Extrait du document:

- - - - -

Des oiseaux invisibles, on en croise tous les jours. Évidemment, on ne s'en rend jamais compte... C'est comme ça. Il y a des gens qu'on ne remarque pas. Ou qu'on ne veut pas voir. Ou qui ne veulent pas qu'on les voit. Des anonymes. Parfois, ces drôles d'oiseaux cherchent ailleurs un avenir meilleur. Dans une autre école, un autre quartier, un autre pays.

C'est le cas des deux personnages imaginés par l'auteur de La migration des oiseaux invisibles, Jean-Rock Gaudreault. Sinbad est un passager clandestin terré dans un navire à conteneurs. Rat d'eau est un matelot censé débusquer les passagers clandestins sous peine d'être lui-même jeté à l'eau par un capitaine malveillant.La confrontation a lieu dès les premières scènes. La suite est une touchante histoire d'amitié entre deux enfants abandonnés à eux-mêmes. Des mal-aimés qui cherchent à sortir la tête de l'eau. Mais n'allez pas croire qu'il s'agit d'un drame moralisant. Non, plutôt une aventure où l'on sourit franchement, même s'il est clair que ces deux-là «ne l'ont pas eu facile».

- - - - -

Matériel:

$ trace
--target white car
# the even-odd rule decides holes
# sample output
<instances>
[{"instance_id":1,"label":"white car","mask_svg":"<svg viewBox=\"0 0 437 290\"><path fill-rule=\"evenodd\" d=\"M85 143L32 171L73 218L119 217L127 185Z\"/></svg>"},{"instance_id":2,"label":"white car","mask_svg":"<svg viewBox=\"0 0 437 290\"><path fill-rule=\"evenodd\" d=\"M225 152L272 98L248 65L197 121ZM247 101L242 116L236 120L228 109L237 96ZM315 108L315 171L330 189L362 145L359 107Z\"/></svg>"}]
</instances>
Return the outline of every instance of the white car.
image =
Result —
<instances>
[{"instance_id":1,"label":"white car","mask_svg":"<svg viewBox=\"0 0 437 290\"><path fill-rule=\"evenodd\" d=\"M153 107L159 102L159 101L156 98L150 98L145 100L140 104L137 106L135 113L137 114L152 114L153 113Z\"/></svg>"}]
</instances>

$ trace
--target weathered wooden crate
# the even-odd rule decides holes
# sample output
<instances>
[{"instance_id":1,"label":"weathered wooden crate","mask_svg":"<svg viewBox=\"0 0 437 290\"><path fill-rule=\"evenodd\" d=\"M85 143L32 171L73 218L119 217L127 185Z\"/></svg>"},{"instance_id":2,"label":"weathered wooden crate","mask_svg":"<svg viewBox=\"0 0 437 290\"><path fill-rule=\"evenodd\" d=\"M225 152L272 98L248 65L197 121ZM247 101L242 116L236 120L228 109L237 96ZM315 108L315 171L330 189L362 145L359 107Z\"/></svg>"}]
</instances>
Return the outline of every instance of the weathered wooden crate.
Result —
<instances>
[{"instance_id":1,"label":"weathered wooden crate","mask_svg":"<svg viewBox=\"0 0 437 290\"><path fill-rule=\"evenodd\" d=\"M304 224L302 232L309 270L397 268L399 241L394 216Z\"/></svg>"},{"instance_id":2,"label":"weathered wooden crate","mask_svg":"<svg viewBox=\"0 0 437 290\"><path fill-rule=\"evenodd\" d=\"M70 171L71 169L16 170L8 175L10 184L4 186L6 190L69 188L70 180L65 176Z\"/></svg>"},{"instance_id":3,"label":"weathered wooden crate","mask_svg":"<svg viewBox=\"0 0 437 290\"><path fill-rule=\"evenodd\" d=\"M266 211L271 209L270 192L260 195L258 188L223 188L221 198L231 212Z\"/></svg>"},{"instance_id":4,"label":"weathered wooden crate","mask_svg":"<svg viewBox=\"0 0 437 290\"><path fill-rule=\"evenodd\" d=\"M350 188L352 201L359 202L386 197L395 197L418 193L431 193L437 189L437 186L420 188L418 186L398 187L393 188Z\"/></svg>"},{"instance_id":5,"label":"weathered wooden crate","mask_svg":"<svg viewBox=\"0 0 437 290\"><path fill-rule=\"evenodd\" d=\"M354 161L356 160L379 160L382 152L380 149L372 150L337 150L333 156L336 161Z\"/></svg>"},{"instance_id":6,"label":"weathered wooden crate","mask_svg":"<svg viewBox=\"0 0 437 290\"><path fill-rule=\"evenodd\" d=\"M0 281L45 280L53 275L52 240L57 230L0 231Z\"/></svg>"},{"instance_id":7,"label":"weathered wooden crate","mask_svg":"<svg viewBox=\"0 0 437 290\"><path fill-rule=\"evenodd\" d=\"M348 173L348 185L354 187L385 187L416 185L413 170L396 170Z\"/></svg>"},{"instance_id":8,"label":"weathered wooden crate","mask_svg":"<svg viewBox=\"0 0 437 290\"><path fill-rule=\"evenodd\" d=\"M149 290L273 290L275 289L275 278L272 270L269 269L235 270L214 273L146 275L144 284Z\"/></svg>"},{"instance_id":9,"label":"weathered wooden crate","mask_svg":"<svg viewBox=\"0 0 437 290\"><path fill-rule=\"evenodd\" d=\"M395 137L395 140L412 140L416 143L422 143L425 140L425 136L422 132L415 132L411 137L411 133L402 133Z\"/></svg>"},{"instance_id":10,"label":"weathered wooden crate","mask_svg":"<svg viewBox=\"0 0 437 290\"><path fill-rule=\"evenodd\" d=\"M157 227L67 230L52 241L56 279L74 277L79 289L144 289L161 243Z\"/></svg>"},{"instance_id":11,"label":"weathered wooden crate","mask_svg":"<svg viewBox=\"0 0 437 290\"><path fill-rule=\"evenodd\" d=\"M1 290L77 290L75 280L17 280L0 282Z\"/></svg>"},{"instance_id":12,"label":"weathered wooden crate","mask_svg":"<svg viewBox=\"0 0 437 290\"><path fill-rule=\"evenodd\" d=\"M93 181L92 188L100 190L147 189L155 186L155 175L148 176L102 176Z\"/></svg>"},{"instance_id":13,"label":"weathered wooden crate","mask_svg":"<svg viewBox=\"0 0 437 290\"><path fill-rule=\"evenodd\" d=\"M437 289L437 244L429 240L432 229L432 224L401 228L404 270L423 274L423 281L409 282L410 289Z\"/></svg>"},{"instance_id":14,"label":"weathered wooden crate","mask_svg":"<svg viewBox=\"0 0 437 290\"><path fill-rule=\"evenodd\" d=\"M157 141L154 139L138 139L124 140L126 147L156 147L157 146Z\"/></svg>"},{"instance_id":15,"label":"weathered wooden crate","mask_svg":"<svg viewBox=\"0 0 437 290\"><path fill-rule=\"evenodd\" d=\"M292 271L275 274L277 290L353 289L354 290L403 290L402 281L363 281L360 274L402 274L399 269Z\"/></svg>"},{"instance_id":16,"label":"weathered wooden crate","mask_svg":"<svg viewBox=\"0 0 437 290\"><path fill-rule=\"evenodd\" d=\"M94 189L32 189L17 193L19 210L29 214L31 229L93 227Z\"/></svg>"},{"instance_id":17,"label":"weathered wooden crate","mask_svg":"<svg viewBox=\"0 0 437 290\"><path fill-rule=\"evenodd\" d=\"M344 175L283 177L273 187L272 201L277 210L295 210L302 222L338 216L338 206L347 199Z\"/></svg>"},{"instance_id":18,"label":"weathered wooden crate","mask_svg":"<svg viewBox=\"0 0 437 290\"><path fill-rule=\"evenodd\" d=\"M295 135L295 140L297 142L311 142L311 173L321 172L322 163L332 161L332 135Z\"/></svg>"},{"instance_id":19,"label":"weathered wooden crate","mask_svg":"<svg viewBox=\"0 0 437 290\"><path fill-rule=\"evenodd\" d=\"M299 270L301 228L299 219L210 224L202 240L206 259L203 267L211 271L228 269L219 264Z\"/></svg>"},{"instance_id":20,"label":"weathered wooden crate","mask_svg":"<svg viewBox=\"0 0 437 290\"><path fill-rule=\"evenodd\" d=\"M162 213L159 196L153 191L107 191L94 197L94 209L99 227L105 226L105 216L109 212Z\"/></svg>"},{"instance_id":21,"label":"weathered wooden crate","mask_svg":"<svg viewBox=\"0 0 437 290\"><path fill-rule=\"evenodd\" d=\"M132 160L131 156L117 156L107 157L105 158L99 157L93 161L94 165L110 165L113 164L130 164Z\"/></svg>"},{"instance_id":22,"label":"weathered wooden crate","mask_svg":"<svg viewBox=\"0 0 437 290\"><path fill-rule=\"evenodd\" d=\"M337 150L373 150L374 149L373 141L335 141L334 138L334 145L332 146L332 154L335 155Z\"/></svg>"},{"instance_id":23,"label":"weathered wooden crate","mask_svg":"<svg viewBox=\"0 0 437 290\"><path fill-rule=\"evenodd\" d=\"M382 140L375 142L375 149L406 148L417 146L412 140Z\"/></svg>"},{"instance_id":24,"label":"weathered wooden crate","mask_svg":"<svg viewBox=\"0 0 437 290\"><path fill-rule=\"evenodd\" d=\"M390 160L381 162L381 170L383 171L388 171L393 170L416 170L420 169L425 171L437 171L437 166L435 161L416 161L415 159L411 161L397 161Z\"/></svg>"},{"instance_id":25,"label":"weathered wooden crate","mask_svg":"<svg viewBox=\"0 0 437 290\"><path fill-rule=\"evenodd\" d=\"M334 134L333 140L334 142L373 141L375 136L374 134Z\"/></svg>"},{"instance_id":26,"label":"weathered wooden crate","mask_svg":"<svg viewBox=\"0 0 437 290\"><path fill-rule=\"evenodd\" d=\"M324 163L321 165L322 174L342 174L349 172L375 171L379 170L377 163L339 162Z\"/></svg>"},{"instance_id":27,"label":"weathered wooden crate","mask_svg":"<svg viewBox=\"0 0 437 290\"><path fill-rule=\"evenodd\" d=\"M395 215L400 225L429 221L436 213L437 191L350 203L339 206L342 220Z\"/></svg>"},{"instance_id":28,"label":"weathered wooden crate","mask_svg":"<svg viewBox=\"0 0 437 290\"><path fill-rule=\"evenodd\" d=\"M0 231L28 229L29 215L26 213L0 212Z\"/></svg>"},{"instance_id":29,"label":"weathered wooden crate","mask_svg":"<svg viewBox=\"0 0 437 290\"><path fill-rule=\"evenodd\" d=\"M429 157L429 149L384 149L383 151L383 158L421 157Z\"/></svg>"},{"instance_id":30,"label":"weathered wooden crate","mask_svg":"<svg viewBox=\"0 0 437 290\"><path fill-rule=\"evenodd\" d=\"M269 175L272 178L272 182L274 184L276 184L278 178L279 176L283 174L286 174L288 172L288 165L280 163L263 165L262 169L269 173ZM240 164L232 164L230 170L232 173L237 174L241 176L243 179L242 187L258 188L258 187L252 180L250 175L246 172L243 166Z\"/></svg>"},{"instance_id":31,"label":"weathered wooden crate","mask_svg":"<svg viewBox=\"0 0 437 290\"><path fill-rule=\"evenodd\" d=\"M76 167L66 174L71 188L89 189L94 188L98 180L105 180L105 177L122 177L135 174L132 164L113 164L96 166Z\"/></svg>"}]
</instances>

- - - - -

Objectif 1: Recopiez mot pour mot un passage de l'extrait sur La migration des oiseaux invisibles. Commencez aux mots "Des oiseaux invisibles, on" et arrêtez-vous après les mots "un autre pays.".
Objectif 2: Dans l'extrait sur La migration des oiseaux invisibles, où Sinbad se cache-t-il ?

Réponse rédigée 1:
Des oiseaux invisibles, on en croise tous les jours. Évidemment, on ne s'en rend jamais compte... C'est comme ça. Il y a des gens qu'on ne remarque pas. Ou qu'on ne veut pas voir. Ou qui ne veulent pas qu'on les voit. Des anonymes. Parfois, ces drôles d'oiseaux cherchent ailleurs un avenir meilleur. Dans une autre école, un autre quartier, un autre pays.

Réponse rédigée 2: Sinbad se cache dans un navire à conteneurs, où il est passager clandestin.